Texte de l'exercice
= = =

Quand j’étais en sixième au lycée, il y avait parmi mes copains un garçon particulièrement agile et doué pour la gymnastique. Sa grande spécialité était de marcher sur les mains. Ne parvenant pas à faire d’émules, il jeta son dévolu sur le meilleur matheux de la classe qui se laissa persuader d’embrasser cette discipline exigeante.

Aux récréations, nos deux copains s’installaient sur leurs mains et circulaient tranquillement dans la cour sans que cela soulevât l’émotion de quiconque. Un jour je posai à notre matheux un problème dont la solution - je le lui assurai - requérait une réflexion très poussée dont seul dans la classe il était capable. Je lui décrivis deux trains, partant l’un de Paris et l’autre de Lyon, avec toutes leurs caractéristiques (poids du convoi, nombre de passagers, vitesse etc.), et lui demandai de m’indiquer lequel, au moment où ils se croiseraient, serait le plus près de Paris.

= = =

Consigne
Traduisez en anglais cette phrase du texte sur les souvenirs de lycée : « Sa grande spécialité était de marcher sur les mains. »

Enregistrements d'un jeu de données

= = =

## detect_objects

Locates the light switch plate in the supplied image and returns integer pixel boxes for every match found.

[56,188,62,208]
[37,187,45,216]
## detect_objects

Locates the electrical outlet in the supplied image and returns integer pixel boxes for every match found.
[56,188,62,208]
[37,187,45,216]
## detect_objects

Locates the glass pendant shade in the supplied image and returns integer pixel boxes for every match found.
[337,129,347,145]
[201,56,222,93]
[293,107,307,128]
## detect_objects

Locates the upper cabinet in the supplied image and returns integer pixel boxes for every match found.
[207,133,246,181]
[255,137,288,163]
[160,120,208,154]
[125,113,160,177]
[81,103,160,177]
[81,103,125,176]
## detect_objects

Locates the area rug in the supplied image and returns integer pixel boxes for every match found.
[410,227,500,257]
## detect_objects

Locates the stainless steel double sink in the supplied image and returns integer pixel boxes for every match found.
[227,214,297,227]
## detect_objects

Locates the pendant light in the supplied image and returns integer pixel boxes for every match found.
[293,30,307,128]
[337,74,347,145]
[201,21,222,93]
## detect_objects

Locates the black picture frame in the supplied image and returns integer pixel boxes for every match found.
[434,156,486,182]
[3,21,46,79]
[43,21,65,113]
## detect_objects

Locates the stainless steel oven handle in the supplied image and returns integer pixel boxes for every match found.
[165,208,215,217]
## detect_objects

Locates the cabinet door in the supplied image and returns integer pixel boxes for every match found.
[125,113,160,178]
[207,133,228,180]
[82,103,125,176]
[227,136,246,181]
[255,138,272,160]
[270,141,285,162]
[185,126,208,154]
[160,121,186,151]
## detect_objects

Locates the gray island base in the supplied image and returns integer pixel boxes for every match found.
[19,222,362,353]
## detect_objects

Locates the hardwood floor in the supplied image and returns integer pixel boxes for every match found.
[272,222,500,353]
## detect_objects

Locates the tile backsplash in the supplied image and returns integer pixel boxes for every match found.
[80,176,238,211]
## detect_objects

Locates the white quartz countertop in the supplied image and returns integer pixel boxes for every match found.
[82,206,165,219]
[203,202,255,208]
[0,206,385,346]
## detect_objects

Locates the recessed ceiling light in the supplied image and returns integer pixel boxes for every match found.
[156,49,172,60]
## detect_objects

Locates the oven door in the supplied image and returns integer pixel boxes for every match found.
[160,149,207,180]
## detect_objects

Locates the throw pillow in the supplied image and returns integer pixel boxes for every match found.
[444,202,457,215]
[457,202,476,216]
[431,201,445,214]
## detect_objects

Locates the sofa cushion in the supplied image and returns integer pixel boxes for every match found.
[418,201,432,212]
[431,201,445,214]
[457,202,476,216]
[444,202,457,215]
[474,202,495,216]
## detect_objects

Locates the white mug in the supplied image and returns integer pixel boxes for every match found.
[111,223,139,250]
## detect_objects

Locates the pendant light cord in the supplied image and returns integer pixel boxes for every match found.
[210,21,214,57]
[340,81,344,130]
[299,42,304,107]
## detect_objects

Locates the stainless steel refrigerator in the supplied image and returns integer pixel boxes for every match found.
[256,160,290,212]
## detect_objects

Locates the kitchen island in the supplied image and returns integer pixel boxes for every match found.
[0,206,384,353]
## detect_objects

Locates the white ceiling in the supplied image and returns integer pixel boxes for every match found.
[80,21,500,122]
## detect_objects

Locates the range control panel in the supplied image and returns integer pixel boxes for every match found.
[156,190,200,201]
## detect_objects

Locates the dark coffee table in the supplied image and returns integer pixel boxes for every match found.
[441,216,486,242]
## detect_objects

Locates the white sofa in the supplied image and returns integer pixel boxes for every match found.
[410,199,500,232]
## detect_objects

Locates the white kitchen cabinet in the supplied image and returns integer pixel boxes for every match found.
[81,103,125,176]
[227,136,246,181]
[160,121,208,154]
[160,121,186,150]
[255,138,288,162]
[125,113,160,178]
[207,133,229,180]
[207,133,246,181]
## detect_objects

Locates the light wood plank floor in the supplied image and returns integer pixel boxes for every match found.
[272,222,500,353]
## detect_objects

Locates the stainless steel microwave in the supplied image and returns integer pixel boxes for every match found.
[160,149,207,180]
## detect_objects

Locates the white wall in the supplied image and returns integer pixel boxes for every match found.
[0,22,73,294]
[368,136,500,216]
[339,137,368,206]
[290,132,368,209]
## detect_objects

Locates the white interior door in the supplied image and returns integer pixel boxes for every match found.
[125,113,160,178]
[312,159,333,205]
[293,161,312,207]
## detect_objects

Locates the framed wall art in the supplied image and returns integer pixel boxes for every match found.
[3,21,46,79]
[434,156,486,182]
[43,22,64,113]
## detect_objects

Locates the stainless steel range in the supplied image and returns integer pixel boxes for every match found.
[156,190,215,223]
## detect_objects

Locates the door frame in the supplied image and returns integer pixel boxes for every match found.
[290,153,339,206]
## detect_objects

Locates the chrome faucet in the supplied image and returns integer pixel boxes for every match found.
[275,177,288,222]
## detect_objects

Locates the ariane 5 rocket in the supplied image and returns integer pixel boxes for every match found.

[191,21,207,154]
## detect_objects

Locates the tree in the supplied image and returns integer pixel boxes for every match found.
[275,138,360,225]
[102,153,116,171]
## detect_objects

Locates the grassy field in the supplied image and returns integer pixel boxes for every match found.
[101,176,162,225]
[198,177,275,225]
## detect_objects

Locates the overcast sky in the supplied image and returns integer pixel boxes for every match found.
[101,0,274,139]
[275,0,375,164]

= = =

Réponse
His great specialty was walking on his hands.